SHORT EXERCISE 1 → Repeat the interview excerpt on sustainable aviation fuel below in full, word for word.

READING TEXT →
The key difference is that in conventional refineries, crude oil is very similar, but in biorefineries, the feedstocks can be very diverse. The technologies we develop—the key is that these are funneling technologies. They take diverse feedstock and make it into a precise product called jet fuel.

Kristin Hayes: What are some of the feedstocks that these biorefineries are working with?

Zia Abdullah: The technologies that we have developed, in principle, can take any renewable feedstock and convert it into sustainable aviation fuel. You have woody biomass, such as purpose-grown wood. You can have beetle-infested biomass on the West Coast that has to be gotten rid of because it causes forest fires. You can have herbaceous biomass that you can grow for the purpose of making fuel. You can have municipal solid wastes that are landfilled, and you can even have wet waste such as sludges from farms, from the food industry. You can have sludges from wastewater treatment plants that can all be converted to SAF. We shouldn't forget algae, and we shouldn't forget carbon dioxide.

The Oak Ridge National Laboratory, which is also a Department of Energy (DOE) lab, has published a study called the Billion-Ton Report. This study concludes that the United States can sustainably produce over a billion tons of feedstock annually. Most of this feedstock can be converted to sustainable aviation fuel.

Kristin Hayes: How has the production and use of sustainable aviation fuels grown in recent years? Maybe you can give us a flavor of how much is in use now, and also some sense of what the trajectory looks like. You mentioned that there's quite a bit of potential, but do you see that translating into use as well?

INPUT FOR THIS TASK →
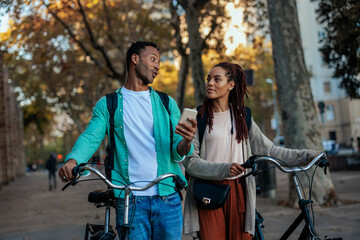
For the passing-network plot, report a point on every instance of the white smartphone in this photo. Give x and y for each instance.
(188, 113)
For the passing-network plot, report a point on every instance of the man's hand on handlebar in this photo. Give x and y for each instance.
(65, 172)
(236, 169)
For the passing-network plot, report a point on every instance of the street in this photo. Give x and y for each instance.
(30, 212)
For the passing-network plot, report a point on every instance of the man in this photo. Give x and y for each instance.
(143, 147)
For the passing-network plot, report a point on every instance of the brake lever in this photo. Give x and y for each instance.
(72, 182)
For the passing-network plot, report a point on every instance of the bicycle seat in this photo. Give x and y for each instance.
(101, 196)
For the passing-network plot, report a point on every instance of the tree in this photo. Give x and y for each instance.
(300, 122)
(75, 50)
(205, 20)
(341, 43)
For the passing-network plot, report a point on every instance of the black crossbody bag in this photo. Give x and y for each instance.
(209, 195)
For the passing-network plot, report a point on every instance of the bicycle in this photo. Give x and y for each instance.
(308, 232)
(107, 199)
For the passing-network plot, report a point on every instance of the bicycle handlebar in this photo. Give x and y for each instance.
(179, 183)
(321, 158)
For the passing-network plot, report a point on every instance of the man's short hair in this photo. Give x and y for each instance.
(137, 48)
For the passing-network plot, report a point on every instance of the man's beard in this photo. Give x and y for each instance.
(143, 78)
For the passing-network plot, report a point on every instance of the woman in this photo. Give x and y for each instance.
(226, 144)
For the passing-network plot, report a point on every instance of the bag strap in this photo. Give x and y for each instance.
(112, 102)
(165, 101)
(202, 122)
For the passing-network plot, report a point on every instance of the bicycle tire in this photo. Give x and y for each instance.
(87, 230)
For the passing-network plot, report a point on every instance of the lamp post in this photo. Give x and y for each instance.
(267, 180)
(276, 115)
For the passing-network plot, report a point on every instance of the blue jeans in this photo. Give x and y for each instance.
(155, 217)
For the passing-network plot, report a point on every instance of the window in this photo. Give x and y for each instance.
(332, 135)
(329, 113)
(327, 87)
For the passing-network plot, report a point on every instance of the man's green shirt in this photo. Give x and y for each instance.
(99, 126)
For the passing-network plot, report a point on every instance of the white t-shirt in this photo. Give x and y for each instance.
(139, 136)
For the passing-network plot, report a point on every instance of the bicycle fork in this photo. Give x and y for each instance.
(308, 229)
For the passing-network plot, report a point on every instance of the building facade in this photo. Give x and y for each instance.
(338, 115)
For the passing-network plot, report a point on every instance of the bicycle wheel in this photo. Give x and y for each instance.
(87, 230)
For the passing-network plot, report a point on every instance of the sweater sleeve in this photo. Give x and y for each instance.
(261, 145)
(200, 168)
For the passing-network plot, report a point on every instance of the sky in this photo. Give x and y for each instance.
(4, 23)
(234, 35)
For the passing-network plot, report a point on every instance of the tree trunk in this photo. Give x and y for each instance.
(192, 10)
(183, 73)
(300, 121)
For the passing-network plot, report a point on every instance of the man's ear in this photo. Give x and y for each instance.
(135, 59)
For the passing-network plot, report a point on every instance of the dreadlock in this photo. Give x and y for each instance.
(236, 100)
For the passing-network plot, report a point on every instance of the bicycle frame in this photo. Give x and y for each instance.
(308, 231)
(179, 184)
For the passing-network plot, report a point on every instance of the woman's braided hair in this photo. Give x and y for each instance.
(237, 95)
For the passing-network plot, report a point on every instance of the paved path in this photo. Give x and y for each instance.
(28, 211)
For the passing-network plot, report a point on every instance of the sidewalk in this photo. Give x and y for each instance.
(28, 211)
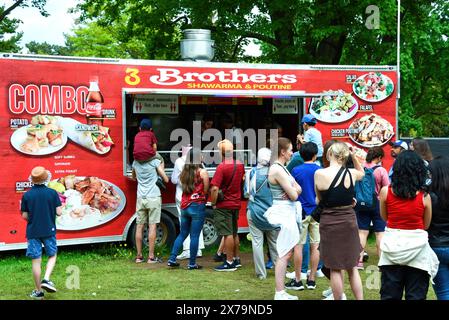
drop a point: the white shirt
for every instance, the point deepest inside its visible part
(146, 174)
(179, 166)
* * *
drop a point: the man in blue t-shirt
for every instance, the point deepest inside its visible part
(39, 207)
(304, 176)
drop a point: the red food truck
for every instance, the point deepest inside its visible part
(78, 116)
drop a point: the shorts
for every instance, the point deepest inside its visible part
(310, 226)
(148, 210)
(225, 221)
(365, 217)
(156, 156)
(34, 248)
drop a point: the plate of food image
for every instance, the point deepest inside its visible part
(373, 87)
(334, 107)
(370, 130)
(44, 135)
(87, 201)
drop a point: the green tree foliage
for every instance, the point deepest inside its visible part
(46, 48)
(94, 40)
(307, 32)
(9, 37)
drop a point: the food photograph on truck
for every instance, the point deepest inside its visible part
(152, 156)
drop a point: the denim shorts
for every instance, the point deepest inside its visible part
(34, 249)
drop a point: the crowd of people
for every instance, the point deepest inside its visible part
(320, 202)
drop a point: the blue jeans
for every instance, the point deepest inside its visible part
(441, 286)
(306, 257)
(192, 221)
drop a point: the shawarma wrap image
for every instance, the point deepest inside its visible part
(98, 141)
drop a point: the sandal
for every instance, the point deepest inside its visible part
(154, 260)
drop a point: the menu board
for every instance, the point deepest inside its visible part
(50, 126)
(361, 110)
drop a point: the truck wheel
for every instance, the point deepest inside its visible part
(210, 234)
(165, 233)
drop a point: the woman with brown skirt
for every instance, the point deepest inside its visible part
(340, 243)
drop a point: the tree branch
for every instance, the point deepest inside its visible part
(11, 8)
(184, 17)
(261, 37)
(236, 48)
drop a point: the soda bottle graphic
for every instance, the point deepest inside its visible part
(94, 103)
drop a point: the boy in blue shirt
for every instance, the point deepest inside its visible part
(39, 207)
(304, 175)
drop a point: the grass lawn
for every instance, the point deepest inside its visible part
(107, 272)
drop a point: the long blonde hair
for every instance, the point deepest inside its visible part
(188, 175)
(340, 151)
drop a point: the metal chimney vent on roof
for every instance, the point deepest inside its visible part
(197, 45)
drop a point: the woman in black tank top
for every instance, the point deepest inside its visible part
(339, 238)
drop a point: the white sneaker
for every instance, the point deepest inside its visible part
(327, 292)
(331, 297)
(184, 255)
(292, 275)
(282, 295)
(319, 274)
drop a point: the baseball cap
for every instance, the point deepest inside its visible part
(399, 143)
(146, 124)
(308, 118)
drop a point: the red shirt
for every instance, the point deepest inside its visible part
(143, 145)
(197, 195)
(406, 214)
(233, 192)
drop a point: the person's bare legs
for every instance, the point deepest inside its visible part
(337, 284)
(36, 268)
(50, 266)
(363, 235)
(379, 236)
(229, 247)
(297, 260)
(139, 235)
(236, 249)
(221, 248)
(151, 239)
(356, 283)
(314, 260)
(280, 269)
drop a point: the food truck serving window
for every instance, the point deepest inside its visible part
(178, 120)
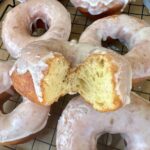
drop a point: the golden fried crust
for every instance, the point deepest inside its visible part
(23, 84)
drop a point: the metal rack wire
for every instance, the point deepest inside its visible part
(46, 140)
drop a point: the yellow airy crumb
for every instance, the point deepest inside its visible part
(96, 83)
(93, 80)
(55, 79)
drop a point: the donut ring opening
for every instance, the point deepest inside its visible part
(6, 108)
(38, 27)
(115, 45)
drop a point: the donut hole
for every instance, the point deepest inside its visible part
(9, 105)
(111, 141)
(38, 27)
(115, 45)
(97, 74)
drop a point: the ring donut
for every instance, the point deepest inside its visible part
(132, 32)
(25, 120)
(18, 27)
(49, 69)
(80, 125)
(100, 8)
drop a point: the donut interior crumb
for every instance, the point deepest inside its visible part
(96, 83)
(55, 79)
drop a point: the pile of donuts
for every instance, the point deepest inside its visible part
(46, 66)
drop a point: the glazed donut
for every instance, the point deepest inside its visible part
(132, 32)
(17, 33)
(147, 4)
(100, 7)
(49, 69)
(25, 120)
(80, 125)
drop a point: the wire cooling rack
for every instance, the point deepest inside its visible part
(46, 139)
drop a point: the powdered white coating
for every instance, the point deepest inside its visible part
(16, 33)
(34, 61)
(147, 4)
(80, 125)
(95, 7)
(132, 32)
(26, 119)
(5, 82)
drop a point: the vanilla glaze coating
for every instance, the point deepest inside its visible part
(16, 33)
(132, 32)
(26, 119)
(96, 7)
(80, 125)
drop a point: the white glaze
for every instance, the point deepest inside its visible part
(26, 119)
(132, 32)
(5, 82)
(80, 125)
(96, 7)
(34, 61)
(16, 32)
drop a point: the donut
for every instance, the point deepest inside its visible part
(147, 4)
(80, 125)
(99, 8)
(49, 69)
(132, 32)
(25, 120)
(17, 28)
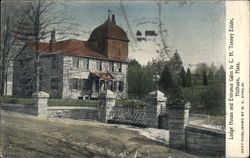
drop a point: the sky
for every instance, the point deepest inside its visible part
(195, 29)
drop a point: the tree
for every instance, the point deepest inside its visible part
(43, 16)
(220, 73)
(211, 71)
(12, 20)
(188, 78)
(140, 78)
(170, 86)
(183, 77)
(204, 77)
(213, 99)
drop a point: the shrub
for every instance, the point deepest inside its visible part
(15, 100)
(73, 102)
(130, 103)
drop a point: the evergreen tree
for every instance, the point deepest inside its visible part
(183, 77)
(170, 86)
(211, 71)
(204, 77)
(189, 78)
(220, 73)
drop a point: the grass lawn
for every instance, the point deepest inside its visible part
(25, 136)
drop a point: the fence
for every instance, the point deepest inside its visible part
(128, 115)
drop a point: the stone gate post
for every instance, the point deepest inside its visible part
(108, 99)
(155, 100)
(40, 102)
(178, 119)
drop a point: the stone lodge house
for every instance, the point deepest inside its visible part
--
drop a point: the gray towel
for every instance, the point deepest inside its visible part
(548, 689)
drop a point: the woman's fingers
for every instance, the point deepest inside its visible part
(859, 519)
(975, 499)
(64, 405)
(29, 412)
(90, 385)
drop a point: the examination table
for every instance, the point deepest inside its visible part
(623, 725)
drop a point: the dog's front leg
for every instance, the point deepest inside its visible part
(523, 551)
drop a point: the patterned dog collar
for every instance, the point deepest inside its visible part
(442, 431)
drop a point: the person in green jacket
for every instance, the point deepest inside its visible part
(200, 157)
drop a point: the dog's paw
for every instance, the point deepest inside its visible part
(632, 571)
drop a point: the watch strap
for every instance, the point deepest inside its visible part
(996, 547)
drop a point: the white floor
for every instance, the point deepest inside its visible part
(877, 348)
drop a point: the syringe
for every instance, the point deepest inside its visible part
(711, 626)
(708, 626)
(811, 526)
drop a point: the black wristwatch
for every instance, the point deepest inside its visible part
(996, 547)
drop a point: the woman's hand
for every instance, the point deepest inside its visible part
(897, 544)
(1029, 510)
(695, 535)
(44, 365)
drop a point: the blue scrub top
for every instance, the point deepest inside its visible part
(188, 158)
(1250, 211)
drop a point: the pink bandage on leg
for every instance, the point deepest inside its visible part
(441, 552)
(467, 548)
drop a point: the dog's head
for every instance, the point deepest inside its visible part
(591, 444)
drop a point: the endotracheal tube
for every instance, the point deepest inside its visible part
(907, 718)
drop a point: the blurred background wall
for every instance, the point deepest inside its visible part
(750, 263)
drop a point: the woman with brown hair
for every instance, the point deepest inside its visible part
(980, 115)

SHORT EXERCISE 2 → Report every line of the rows above that contains the word "metal", copying each such line in full.

FULL ANSWER 1 →
The key difference is that in conventional refineries, crude oil is very similar, but in biorefineries, the feedstocks can be very diverse. The technologies we develop—the key is that these are funneling technologies. They take diverse feedstock and make it into a precise product called jet fuel.

Kristin Hayes: What are some of the feedstocks that these biorefineries are working with?

Zia Abdullah: The technologies that we have developed, in principle, can take any renewable feedstock and convert it into sustainable aviation fuel. You have woody biomass, such as purpose-grown wood. You can have beetle-infested biomass on the West Coast that has to be gotten rid of because it causes forest fires. You can have herbaceous biomass that you can grow for the purpose of making fuel. You can have municipal solid wastes that are landfilled, and you can even have wet waste such as sludges from farms, from the food industry. You can have sludges from wastewater treatment plants that can all be converted to SAF. We shouldn't forget algae, and we shouldn't forget carbon dioxide.

The Oak Ridge National Laboratory, which is also a Department of Energy (DOE) lab, has published a study called the Billion-Ton Report. This study concludes that the United States can sustainably produce over a billion tons of feedstock annually. Most of this feedstock can be converted to sustainable aviation fuel.

Kristin Hayes: How has the production and use of sustainable aviation fuels grown in recent years? Maybe you can give us a flavor of how much is in use now, and also some sense of what the trajectory looks like. You mentioned that there's quite a bit of potential, but do you see that translating into use as well?

FULL ANSWER 2 →
drop a point: the metal chimney vent on roof
drop a point: the metal rack wire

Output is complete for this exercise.